Brief
Render the entire listing below as a numbered list, omitting any blank lines. Leave the pictures out of your answer.

Point annotations for photographs
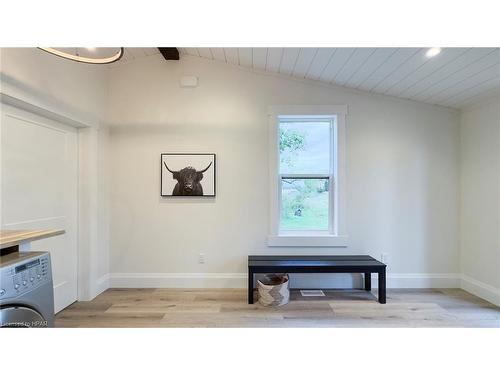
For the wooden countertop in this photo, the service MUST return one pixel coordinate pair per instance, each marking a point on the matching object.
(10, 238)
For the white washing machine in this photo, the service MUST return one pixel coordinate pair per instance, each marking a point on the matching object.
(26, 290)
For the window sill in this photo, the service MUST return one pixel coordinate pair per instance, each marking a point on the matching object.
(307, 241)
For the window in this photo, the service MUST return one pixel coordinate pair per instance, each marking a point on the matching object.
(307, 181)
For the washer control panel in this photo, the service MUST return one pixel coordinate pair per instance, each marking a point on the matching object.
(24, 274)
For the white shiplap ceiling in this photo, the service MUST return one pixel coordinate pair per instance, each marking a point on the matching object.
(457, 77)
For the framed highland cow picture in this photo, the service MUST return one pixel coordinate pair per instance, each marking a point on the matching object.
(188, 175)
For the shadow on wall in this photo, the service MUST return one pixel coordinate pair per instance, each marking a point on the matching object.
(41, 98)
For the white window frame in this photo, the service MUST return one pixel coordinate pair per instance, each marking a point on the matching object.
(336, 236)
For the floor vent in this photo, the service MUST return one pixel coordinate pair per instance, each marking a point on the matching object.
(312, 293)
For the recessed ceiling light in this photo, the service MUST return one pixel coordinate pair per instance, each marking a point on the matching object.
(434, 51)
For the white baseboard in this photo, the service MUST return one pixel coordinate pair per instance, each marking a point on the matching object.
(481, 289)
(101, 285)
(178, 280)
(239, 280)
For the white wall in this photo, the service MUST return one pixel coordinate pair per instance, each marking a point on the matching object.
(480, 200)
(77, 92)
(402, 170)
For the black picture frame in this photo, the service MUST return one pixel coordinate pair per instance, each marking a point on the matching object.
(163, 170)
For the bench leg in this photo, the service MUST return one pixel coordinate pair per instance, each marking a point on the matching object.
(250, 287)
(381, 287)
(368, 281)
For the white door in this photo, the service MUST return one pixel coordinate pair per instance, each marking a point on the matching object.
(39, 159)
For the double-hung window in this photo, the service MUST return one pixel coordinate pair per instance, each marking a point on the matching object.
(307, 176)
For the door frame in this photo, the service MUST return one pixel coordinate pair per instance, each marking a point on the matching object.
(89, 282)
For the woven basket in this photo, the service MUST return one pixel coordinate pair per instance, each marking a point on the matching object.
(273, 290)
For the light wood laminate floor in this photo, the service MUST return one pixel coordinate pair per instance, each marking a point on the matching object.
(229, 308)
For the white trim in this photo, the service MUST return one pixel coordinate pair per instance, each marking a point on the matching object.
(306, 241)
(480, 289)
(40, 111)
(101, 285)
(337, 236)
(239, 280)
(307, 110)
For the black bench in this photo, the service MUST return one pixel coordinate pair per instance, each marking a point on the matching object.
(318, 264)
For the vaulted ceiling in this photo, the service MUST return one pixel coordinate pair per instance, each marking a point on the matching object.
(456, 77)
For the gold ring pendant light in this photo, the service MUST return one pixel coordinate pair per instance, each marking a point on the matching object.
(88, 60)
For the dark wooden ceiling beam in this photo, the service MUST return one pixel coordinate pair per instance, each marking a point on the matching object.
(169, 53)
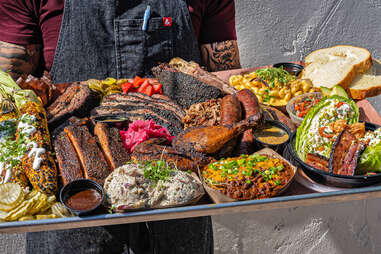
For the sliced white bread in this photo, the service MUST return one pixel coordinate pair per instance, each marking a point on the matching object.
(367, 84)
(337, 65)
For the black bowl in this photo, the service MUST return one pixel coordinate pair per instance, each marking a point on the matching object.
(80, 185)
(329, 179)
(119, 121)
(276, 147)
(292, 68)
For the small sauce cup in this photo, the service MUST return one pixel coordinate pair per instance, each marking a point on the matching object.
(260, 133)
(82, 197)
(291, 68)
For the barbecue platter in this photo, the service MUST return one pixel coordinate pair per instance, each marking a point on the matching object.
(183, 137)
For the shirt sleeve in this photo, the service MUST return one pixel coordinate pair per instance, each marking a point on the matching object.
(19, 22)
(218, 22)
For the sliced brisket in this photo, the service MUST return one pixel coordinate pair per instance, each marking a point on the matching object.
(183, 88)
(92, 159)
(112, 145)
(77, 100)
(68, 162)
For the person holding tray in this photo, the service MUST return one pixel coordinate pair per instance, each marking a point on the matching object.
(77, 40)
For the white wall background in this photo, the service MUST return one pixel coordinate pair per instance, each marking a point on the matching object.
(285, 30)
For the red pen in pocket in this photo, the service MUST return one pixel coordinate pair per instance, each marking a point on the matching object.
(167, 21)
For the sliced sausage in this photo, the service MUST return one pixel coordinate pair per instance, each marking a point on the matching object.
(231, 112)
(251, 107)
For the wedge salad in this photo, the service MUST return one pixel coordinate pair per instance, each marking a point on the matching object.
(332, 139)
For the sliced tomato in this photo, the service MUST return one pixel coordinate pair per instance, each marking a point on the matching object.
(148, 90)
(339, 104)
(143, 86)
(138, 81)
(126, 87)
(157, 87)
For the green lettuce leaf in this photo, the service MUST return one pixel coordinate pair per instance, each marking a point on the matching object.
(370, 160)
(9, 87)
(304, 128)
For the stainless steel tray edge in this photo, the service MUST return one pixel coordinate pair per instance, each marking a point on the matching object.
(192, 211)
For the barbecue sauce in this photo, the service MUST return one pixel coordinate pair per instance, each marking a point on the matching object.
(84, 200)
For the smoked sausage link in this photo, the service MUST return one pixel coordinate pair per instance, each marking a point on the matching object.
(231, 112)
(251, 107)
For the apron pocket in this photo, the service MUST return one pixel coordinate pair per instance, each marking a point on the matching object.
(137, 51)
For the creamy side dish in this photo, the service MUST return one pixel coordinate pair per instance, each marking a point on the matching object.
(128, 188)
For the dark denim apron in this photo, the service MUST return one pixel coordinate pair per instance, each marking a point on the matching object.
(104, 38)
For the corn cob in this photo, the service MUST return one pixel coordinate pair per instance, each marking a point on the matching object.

Result of the task
1. For the wooden countertop in this photo, the service MUST return one pixel coordinate pair per instance, each marking a point on the matching object.
2. (10, 238)
3. For the white washing machine in this photo, the service MUST return one pixel coordinate pair per instance, each marking a point on the matching object.
4. (26, 290)
5. For the window sill in this photo, the service MUST return one pixel coordinate pair per instance, each marking a point on the matching object.
6. (307, 241)
7. For the window in this photo, the service MUST return one pixel coordinate pair per instance, each marking a point on the matching object.
8. (307, 181)
9. For the washer control panel in this photo, the service MUST return one pixel coordinate pair per instance, each marking a point on the matching object.
10. (24, 274)
11. For the white shiplap ceiling in this photo, the service MUST return one pixel coordinate pair per instance, each marking a point on the matching object.
12. (457, 77)
13. For the framed highland cow picture in this photo, the service MUST return one pixel coordinate pair per instance, each marking a point on the matching object.
14. (188, 175)
15. For the shadow on wall in this photo, the service MUST return one pixel coordinate pair per instance, each marking a point on the matching object.
16. (41, 98)
17. For the white window frame in this photo, the service MUST return one pixel coordinate pair per instance, each marking a point on the matching object.
18. (336, 236)
19. For the floor vent in this photo, the service MUST return one pixel coordinate pair per instance, each marking a point on the matching object.
20. (312, 293)
21. For the recessed ceiling light in this photo, the service MUST return one pixel coordinate pair per instance, each marking a point on the matching object.
22. (434, 51)
23. For the white baseboard in this photo, the service MUST return one pixel coordinate pair per instance, each marking a point on the matching object.
24. (481, 289)
25. (101, 285)
26. (178, 280)
27. (239, 280)
28. For the white wall in this photo, the service MUST return one pixel coordinate pair per instance, each marking a point on the matching object.
29. (480, 200)
30. (77, 92)
31. (402, 170)
32. For the black picture frame in this photo, the service MUST return one pixel coordinate pair per instance, each marking a point on the matching object.
33. (163, 170)
34. For the bench leg in this photo, the service MUST return one pixel coordinate pair per instance, each marking a point on the matching object.
35. (250, 287)
36. (381, 287)
37. (368, 281)
38. For the white door in this photo, the service MUST return one pixel coordinate pair per instance, each marking a point on the matching object.
39. (39, 159)
40. For the double-hung window in this photo, the service MUST return one pixel coordinate pair per instance, each marking a point on the matching object.
41. (307, 176)
42. For the door frame in this photo, the service MUST return one pixel coordinate pair per instance, each marking a point on the matching object.
43. (89, 282)
44. For the woven basket in this photo, the service MUST return one pixel coordinate pair per instance, each marking a point on the matching object.
45. (273, 290)
46. For the light wood laminate floor in this photo, the service MUST return one pixel coordinate pair per instance, each marking a point on the matching object.
47. (229, 308)
48. For the white trim in this photo, the service MUST return one pixel coordinate pair per instance, each marking a point on the matching object.
49. (306, 241)
50. (480, 289)
51. (40, 111)
52. (101, 285)
53. (337, 236)
54. (239, 280)
55. (307, 110)
56. For the black bench in this photo, the service MUST return one pixel coordinate pair per instance, each marking a point on the matching object.
57. (318, 264)
58. For the vaulted ceiling in this photo, the service MUST return one pixel coordinate pair per instance, each marking a point on the matching object.
59. (456, 77)
60. For the gold ring pendant light in this photo, the service MUST return one pixel coordinate pair per instance, each marking a point on the matching object.
61. (88, 60)
62. For the dark wooden ceiling beam in this photo, the service MUST return one pixel coordinate pair per instance, each marking a point on the matching object.
63. (169, 53)
64. For the sliced white bread in this photo, the service MUST return one pixel coordinate pair per instance, each marking a point on the matching object.
65. (367, 84)
66. (337, 65)
67. For the black bowl in this photo, the service MUST return one pixel coordinate pair per instance, each marking a point on the matching object.
68. (80, 185)
69. (329, 179)
70. (119, 121)
71. (276, 147)
72. (292, 68)
73. For the small sauce cup in this photo, the service MUST return one pixel coordinate pair per instance, each marking a point on the matching object.
74. (260, 133)
75. (82, 197)
76. (291, 68)
77. For the barbecue platter in this photo, the service MUST return one pixel coordinate pair per instance, each marking a point on the matching object.
78. (183, 137)
79. For the shirt sleeve in this photo, the service MUST return one pixel coordinate pair per instance, each marking a point on the matching object.
80. (19, 22)
81. (218, 22)
82. For the sliced brisket in this photo, the service MUST return one pixel coordinate pair per instance, each marking a point on the matching object.
83. (183, 88)
84. (92, 159)
85. (112, 145)
86. (77, 100)
87. (68, 162)
88. For the person holding tray in this photo, the service MUST return one pixel coordinate pair per instance, each marking a point on the matching object.
89. (77, 40)
90. For the white wall background in this photo, the service MUST return one pixel coordinate pair per instance, each marking a point on the matching object.
91. (285, 30)
92. For the red pen in pocket in this photo, the service MUST return one pixel coordinate pair per instance, each marking a point on the matching object.
93. (167, 21)
94. For the sliced sausage in this photo, the service MUST return one pixel coordinate pair per instance, each marking a point on the matching object.
95. (231, 112)
96. (251, 107)
97. For the wedge salad in this photo, the service MUST return one pixel coordinate pair per instance, each marking a point on the matching object.
98. (332, 139)
99. For the sliced tomato in this photo, the service MUST return one pixel coordinate pair per instance, each marking a point on the matching object.
100. (148, 90)
101. (339, 104)
102. (143, 86)
103. (138, 81)
104. (126, 87)
105. (157, 87)
106. For the green lettuce leaf in this photo, the service MUST return one pixel coordinate pair per instance, each marking a point on the matching object.
107. (370, 160)
108. (9, 87)
109. (304, 128)
110. For the stainless steel tray edge in this photo, the service MUST return one pixel coordinate pair per instance, each marking a point on the matching object.
111. (192, 211)
112. For the barbecue sauce in this photo, the service MUST return one pixel coordinate pair per instance, each marking a point on the matching object.
113. (84, 200)
114. For the smoked sausage link in this photo, the service MUST return one pixel coordinate pair per instance, each marking a point on the matching object.
115. (231, 112)
116. (251, 107)
117. For the apron pocket in this photo, the service MUST return one pixel coordinate pair per instance, each marking a point on the matching object.
118. (137, 51)
119. For the creamy side dish in this photo, the service MUST return one pixel coordinate pair per instance, each marking a point on the matching object.
120. (128, 188)
121. For the dark denim apron in this photo, the service MUST return one pixel coordinate pair per instance, each marking a point on the matching object.
122. (104, 38)
123. For the corn cob in this photo, the service MUST return one pixel coordinate pair per instance, each marking a point on the matching object.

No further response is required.